● INFORMATION SUPPLIED
[Start]

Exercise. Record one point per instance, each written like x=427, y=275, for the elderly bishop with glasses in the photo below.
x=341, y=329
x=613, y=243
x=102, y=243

[End]
[Start]

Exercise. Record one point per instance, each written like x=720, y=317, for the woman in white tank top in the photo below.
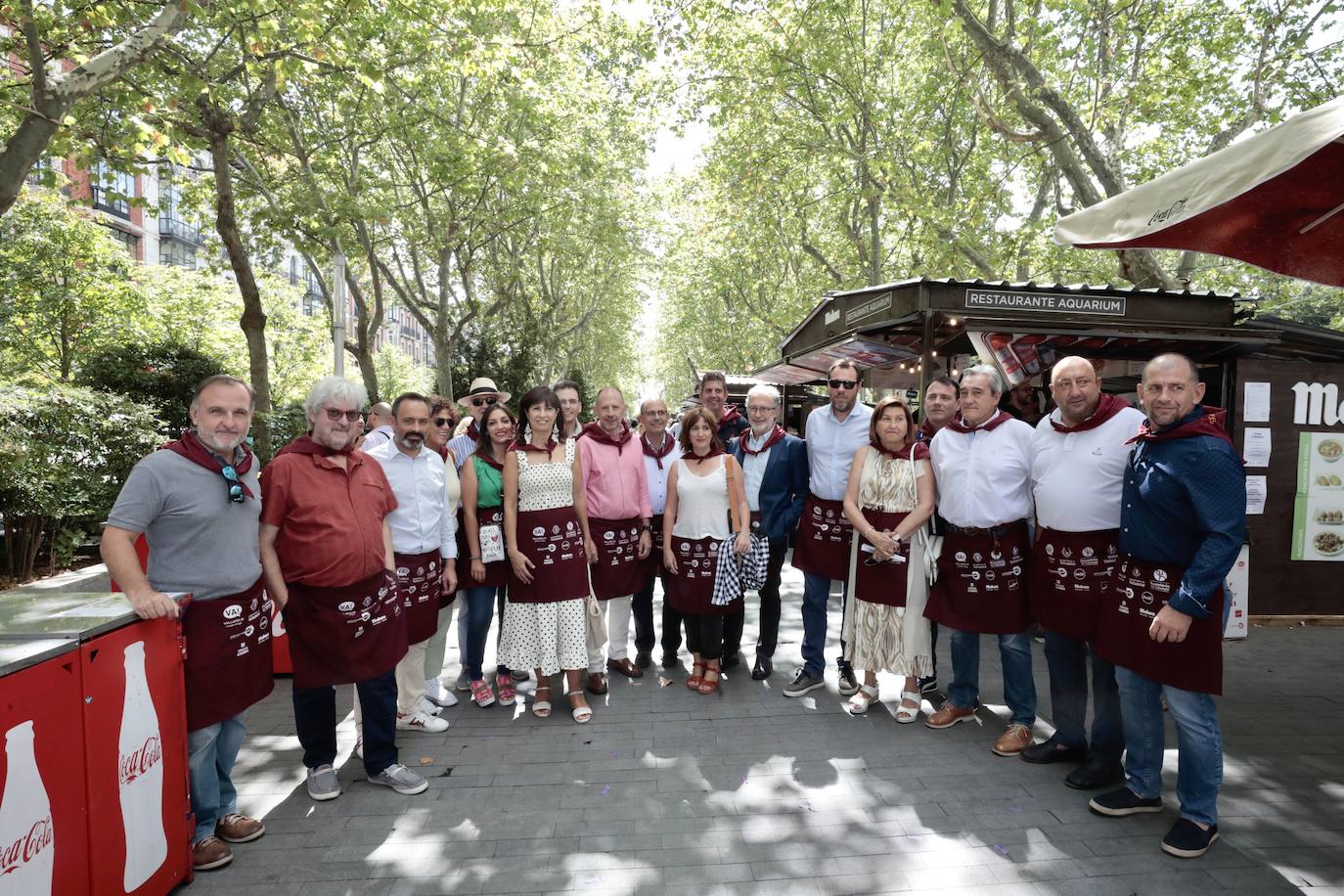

[End]
[Start]

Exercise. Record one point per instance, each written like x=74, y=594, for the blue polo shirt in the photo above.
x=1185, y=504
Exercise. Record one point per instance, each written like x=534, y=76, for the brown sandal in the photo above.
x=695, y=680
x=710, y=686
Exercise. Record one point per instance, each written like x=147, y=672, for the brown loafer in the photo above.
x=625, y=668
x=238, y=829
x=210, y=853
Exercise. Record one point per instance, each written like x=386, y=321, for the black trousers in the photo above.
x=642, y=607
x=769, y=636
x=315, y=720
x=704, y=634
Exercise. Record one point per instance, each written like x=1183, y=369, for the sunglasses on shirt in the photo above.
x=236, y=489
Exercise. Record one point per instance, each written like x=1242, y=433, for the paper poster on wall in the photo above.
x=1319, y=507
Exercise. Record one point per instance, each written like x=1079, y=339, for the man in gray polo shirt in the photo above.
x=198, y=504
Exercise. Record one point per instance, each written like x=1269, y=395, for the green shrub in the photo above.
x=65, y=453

[End]

● INSTRUCTIONS FOR THE TASK
Render the lines of the listing from the line with "loafer in the photo above." to the line with "x=65, y=453", both included, as a JSON list of strings with one string per line and blank lines omitted.

● SOLUTION TO THE PROBLEM
[
  "Exercise. Record one point per instance, each written like x=147, y=672, for the brown loafer in the photo above.",
  "x=625, y=668",
  "x=238, y=829",
  "x=210, y=853",
  "Exercise. Record one point per instance, each written like x=386, y=321, for the black trousers in the photo above.",
  "x=642, y=607",
  "x=769, y=636",
  "x=315, y=720",
  "x=704, y=634",
  "Exercise. Record one point per instance, each written like x=1183, y=369, for the sunglasses on shirt in the photo above.",
  "x=236, y=489",
  "Exercise. Record one point per instance, each written like x=1242, y=433, for the paper poster on wall in the photo above.",
  "x=1319, y=507",
  "Exercise. Record one point per instance, each written like x=1079, y=339, for the man in gray polo shirt in the photo above.",
  "x=198, y=504",
  "Exercise. Record one point per instance, each written like x=1269, y=395, for the green shrub in the photo above.",
  "x=65, y=453"
]